Are human beings good or not? And does this question even make sense? These are the main questions ultimately explored when one tackles the sticky and difficult topic of human nature.
Indeed, human nature is a tricky thing. We are, after all, the only species who can reflect on our own nature, thus providing both the capacity to transcend it in the individual sense and change it in the collective sense. Viewing human nature as something in constant flux provides another layer to human nature—part of our nature is the ability to change that nature.
Perhaps the competing viewpoints of human nature are each true in their own way, providing an overlapping picture of the lot the human race is consigned to. That is why we have dug up so many quotes about human nature that seem to contradict one another: Because we believe that each provides a shard of the truth about the broader picture of human nature.
Read these quotes and attempt to see the overlapping wisdom contained in each. It will provide you with a multi-faceted insight into what human nature truly is.
Quotes About Human Flaws and Humanity’s Errors
Anna C. Salter
“We mute the realization of malevolence – which is too threatening to bear – by turning offenders into victims themselves and by describing their behavior as the result of forces beyond their control.”
Carl Jung
“You can take away a man’s gods, but only to give him others in return.”
“The greatest burden a child must bear is the unlived life of its parents.”
William Shakespeare
“We all are men, in our own natures frail, and capable of our flesh; few are angels.”
– William Shakespeare, Henry VIII
Sigmund Freud
“Most people do not really want freedom, because freedom involves responsibility, and most people are frightened of responsibility.”
Albert Camus
“Man is the only creature who refuses to be what he is.”

EXERCISES TO COMPLETE:
1. Could you repeat the records word for word, starting with the first line of the records and going on through the line with "column 416, row 67"?
2. Can you pick up the text on human nature and continue it from the point where it stops?

RECORDS FOR THE TASK:
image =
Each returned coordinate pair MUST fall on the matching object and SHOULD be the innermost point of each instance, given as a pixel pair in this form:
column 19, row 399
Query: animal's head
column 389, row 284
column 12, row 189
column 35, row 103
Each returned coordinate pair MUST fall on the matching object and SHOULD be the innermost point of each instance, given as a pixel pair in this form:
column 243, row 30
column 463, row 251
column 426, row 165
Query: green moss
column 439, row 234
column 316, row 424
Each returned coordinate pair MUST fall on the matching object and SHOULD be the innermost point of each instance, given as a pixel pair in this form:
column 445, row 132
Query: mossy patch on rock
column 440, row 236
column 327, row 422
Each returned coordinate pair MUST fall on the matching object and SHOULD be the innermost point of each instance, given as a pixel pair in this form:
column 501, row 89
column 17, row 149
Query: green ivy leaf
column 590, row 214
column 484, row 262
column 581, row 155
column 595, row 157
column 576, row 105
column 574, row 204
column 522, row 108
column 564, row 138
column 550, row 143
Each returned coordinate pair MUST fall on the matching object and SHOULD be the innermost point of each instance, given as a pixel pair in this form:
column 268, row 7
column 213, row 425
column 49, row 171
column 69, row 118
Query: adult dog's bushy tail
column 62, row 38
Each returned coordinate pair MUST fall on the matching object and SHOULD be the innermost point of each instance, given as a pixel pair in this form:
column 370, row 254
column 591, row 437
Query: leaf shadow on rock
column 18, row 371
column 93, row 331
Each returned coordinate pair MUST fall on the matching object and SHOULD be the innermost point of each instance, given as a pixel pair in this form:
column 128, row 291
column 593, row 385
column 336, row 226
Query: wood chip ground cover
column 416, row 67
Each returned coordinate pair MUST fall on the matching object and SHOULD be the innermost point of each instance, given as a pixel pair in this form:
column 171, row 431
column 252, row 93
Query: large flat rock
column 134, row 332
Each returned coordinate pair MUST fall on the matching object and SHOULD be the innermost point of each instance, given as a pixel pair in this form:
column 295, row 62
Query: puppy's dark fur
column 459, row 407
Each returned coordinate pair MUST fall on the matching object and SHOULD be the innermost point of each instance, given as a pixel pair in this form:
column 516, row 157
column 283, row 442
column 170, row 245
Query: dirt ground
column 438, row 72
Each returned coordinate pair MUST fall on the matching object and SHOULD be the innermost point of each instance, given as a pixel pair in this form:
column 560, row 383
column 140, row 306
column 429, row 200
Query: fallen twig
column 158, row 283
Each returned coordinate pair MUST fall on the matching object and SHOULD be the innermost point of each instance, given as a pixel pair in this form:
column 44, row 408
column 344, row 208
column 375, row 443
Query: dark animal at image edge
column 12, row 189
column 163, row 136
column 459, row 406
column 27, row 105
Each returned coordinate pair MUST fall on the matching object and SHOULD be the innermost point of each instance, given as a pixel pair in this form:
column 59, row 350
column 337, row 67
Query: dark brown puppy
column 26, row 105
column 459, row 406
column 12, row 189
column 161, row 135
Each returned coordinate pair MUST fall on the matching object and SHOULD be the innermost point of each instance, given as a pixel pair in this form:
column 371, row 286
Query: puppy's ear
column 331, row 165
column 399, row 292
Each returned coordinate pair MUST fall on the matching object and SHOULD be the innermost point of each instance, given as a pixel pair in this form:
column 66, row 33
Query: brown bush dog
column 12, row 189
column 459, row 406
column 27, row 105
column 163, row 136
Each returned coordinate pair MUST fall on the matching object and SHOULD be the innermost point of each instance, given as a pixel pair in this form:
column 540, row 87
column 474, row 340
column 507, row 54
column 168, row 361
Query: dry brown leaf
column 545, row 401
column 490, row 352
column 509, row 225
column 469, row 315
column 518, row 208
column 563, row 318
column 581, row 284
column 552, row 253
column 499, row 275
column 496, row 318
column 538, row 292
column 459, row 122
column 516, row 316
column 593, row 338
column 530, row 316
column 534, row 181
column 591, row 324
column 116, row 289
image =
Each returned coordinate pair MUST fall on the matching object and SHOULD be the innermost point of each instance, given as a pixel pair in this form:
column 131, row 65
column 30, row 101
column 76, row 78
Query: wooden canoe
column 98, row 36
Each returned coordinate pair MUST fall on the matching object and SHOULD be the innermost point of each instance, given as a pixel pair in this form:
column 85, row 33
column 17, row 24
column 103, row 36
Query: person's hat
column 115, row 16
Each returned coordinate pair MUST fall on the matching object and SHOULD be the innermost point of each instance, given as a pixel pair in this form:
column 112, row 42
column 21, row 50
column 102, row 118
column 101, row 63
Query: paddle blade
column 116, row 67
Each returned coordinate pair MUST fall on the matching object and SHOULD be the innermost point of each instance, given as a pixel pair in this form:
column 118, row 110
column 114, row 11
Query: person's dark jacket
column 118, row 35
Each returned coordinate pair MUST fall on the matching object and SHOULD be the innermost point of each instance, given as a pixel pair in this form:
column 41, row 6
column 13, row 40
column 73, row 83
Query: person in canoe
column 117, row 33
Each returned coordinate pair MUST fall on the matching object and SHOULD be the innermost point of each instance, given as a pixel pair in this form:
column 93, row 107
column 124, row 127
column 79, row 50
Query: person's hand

TASK-BY-TASK RESULTS:
1.
image =
Each returned coordinate pair MUST fall on the matching object and SHOULD be the innermost point of each instance, given as a pixel pair in this form:
column 19, row 399
Query: animal's head
column 389, row 284
column 12, row 189
column 35, row 103
Each returned coordinate pair MUST fall on the matching object and SHOULD be the innermost point of each instance, given as a pixel pair in this form:
column 243, row 30
column 463, row 251
column 426, row 165
Query: green moss
column 439, row 234
column 316, row 424
Each returned coordinate pair MUST fall on the matching object and SHOULD be the innermost point of each instance, given as a pixel pair in this form:
column 445, row 132
Query: mossy patch on rock
column 440, row 236
column 327, row 422
Each returned coordinate pair MUST fall on the matching object and SHOULD be the innermost point of each instance, given as a pixel pair in this form:
column 501, row 89
column 17, row 149
Query: green ivy leaf
column 590, row 214
column 484, row 262
column 581, row 155
column 595, row 157
column 576, row 105
column 574, row 204
column 522, row 108
column 564, row 138
column 550, row 143
Each returned coordinate pair MUST fall on the matching object and SHOULD be the innermost point of each instance, given as a pixel pair in this form:
column 268, row 7
column 213, row 425
column 49, row 171
column 69, row 118
Query: adult dog's bushy tail
column 62, row 38
Each returned coordinate pair MUST fall on the matching object and SHOULD be the innermost point of each instance, given as a pixel pair in this form:
column 370, row 254
column 591, row 437
Query: leaf shadow on rock
column 18, row 371
column 93, row 331
Each returned coordinate pair MUST fall on the matching object and SHOULD be the innermost point of each instance, given as a pixel pair in this form:
column 128, row 291
column 593, row 385
column 336, row 226
Query: wood chip ground cover
column 416, row 67

2.
G. K. Chesterton
“There runs a strange law through the length of human history – that men are continually tending to undervalue their environment, to undervalue their happiness, to undervalue themselves. The great sin of mankind, the sin typified by the fall of Adam, is the tendency, not towards pride, but towards this weird and horrible humility.”
Edgar Allen Poe
“I have no faith in human perfectibility. I think that human exertion will have no appreciable effect upon humanity. Man is now only more active – not more happy – nor more wise, than he was 6000 years ago.”
Winston Churchill
“The optimist was the man who did not mind what happened so long as it did not happen to him. The pessimist was the man who lived with the optimist.”
Aleksandr I. Solzhenitsyn
“If only it were all so simple! If only there were evil people somewhere insidiously committing evil deeds, and it were necessary only to separate them from the rest of us and destroy them. But the line dividing good and evil cuts through the heart of every human being. And who is willing to destroy a piece of his own heart?”
– Aleksandr I. Solzhenitsyn, The Gulag Archipelago (1918-1956)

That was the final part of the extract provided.